* [Records for the task]
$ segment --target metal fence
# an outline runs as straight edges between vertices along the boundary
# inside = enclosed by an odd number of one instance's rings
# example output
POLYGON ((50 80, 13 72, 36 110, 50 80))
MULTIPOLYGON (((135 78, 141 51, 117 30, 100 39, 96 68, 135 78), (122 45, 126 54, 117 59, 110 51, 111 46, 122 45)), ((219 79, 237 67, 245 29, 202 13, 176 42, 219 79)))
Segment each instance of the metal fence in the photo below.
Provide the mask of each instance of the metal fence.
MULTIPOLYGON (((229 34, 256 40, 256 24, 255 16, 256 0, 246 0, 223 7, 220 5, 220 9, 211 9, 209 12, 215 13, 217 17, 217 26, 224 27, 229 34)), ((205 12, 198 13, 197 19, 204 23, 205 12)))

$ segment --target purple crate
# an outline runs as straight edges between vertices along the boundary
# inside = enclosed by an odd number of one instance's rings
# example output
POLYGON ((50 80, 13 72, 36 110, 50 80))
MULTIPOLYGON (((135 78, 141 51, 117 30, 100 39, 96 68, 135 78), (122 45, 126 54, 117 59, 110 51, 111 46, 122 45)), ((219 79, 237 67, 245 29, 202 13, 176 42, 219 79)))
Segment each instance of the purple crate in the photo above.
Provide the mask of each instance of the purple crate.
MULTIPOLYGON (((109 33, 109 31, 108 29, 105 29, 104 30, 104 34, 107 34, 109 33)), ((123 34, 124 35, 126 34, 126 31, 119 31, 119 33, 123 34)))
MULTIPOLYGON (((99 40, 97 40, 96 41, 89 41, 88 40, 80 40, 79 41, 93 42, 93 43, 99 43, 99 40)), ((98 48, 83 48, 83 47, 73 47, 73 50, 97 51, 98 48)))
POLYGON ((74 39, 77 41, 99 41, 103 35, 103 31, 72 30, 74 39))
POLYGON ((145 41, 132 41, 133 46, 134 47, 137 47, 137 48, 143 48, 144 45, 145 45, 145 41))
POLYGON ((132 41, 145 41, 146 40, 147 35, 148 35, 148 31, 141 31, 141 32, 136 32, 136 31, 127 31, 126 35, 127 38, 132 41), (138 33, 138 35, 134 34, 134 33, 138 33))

* [Goal] Can you reproduce all of the data above, line for line and character for character?

* [Expected answer]
$ segment --target metal fence
# an outline runs as straight edges between vertices along the boundary
# inside = enclosed by an odd number of one instance's rings
# example output
POLYGON ((50 80, 13 72, 36 110, 50 80))
MULTIPOLYGON (((135 78, 141 51, 117 30, 100 39, 96 68, 135 78), (122 45, 126 54, 117 59, 110 51, 111 46, 122 45)), ((219 79, 237 67, 245 29, 202 13, 176 42, 219 79)))
Segment each instance of the metal fence in the photo below.
Provide the mask of each instance of the metal fence.
MULTIPOLYGON (((229 34, 256 40, 256 24, 255 16, 256 0, 246 0, 223 7, 220 5, 220 9, 211 9, 209 12, 215 13, 217 17, 217 26, 224 27, 229 34)), ((205 12, 198 13, 197 19, 204 23, 205 12)))

$ segment --target purple crate
# an outline runs as straight edges between vertices along the boundary
# inside = enclosed by an odd number of one instance's rings
# example output
POLYGON ((50 80, 13 72, 36 110, 50 80))
MULTIPOLYGON (((135 78, 141 51, 117 30, 100 39, 96 68, 135 78), (122 45, 126 54, 117 59, 110 51, 111 46, 122 45)), ((219 79, 237 67, 245 29, 202 13, 176 42, 219 79)))
Segment each instance of the purple crate in the photo above.
Provide the mask of each instance of the purple crate.
MULTIPOLYGON (((109 33, 109 31, 108 29, 105 29, 104 30, 104 34, 107 34, 109 33)), ((123 34, 124 35, 126 34, 126 31, 119 31, 119 33, 123 34)))
MULTIPOLYGON (((99 40, 97 40, 96 41, 89 41, 88 40, 80 40, 79 41, 93 42, 93 43, 99 43, 99 40)), ((98 48, 83 48, 83 47, 73 47, 73 50, 97 51, 98 48)))
POLYGON ((74 39, 77 41, 99 41, 103 35, 103 31, 72 30, 74 39))
POLYGON ((145 41, 132 41, 133 46, 134 47, 137 47, 137 48, 143 48, 144 45, 145 45, 145 41))
POLYGON ((132 41, 145 41, 146 40, 147 35, 148 35, 148 31, 141 31, 141 32, 136 32, 136 31, 127 31, 126 35, 127 38, 132 41), (138 33, 138 35, 134 34, 134 33, 138 33))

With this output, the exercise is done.